Start Provided records

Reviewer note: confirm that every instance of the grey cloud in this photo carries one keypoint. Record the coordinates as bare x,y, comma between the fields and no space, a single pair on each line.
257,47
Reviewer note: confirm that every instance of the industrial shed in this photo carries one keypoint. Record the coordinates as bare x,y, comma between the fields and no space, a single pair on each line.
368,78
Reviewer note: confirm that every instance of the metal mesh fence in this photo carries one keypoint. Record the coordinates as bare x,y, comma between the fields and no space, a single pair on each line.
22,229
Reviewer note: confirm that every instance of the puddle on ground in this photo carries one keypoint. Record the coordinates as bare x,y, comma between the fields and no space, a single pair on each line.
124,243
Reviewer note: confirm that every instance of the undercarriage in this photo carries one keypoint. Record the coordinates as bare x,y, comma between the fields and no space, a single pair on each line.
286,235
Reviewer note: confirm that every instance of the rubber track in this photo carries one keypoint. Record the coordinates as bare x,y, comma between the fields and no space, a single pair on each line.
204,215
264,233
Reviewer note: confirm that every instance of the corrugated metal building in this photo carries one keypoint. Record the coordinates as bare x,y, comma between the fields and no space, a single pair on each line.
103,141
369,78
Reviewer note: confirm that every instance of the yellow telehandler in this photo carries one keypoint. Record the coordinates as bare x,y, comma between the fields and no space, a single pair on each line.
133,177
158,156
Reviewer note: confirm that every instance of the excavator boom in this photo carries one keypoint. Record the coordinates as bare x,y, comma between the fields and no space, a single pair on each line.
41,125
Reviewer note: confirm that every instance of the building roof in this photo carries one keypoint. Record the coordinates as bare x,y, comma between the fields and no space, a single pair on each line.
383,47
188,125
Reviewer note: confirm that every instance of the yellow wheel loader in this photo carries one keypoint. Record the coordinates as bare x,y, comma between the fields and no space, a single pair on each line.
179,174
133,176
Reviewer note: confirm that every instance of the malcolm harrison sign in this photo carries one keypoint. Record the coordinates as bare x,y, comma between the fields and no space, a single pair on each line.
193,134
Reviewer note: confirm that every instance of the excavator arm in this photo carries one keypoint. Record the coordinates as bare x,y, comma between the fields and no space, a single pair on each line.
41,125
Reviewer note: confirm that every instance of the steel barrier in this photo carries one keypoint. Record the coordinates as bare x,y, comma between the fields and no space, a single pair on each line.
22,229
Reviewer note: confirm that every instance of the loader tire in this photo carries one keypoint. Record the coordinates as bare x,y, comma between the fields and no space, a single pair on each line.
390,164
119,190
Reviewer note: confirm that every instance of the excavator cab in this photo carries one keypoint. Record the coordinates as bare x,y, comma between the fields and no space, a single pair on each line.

End Provided records

§ Goal: Reproduce the listing from the line that contains "Reviewer note: confirm that every instance of the steel" through its last line, both included, keeping each request unchanged. Scale every answer coordinate by 1.55 and round to the nearest whole number, with halves rounded up.

§ Exercise result:
Reviewer note: confirm that every instance of the steel barrier in this photo carries one keypoint. Record the coordinates as bare x,y, comma between the fields and no space, a single pair on each line.
34,355
Reviewer note: confirm that every instance of the loader tire in this photo carries one keypoint. Record the coordinates as bare x,y, comma between the fields and no space, a single pair on each line.
605,254
184,295
Reviewer note: confirm that every instance of the excavator cab in this photo carries one keypoint. Record the coordinates as bare x,y, comma between the fields and no space, a single pair on each line.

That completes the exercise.